### THE REQUEST:
Continue the passage on cybersecurity threat trends from the end of its last paragraph. The data that follows it is not part of that passage.

### READING PASSAGE:
»»

Between 2016 and 2017, we’ve seen a 600% increase in the number of IoT attacks, according to a report by Symantec. Many of these attacks are linked to the rise in cyber-espionage, with as much as 21% of these attacks originating from China.
Few companies have yet to find a practical use for blockchain technologies. This is not surprising as the blockchain was not designed for the purpose of enabling companies to secure their digital assets via centralized control. However, there are a number of post-blockchain solutions that are emerging, such as the SAFE network, Holochain, and many others, that provide user-friendly, decentralized and encrypted storage/hosting options that will make it very difficult for hackers to target specific servers.
The number DDoS attacks have doubled over the last six months. This has been due to the growing availability of DDoS-for-hire services, and the increase in the number of unsecured IoT devices.
Security teams are struggling to stay on top of the growing frequency and sophistication of security threats. Using AI to automate the process of identifying and responding to threats can allow security teams to focus on more productive tasks. However, it may turn out to be a double-edged sword. According to predictions made by McAfee, we will likely see more cyber-criminals exploiting AI and machine learning to deploy even more sophisticated cyber-attacks.

««

### COLLECTED MATERIAL:
»»

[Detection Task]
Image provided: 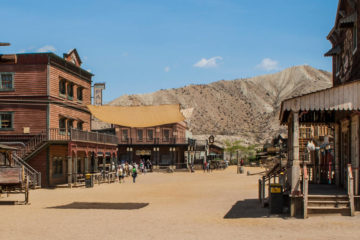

««

### FINAL RESULT:
Given that malicious and negligent employees are still the greatest cyber-security threat to the business community, more executives are looking towards real-time auditing solutions to help them protect their sensitive data. Sophisticated DCAP (Data-Centric Audit & Protection) solutions provide companies with a wealth of invaluable information about how their sensitive data is being accessed, moved, modified or deleted. They can be used to monitor user privileges, files, folders, mailbox accounts, and any events that match a predefined threshold condition. They can automate the management of inactive user accounts, as well as reminding users to reset their passwords.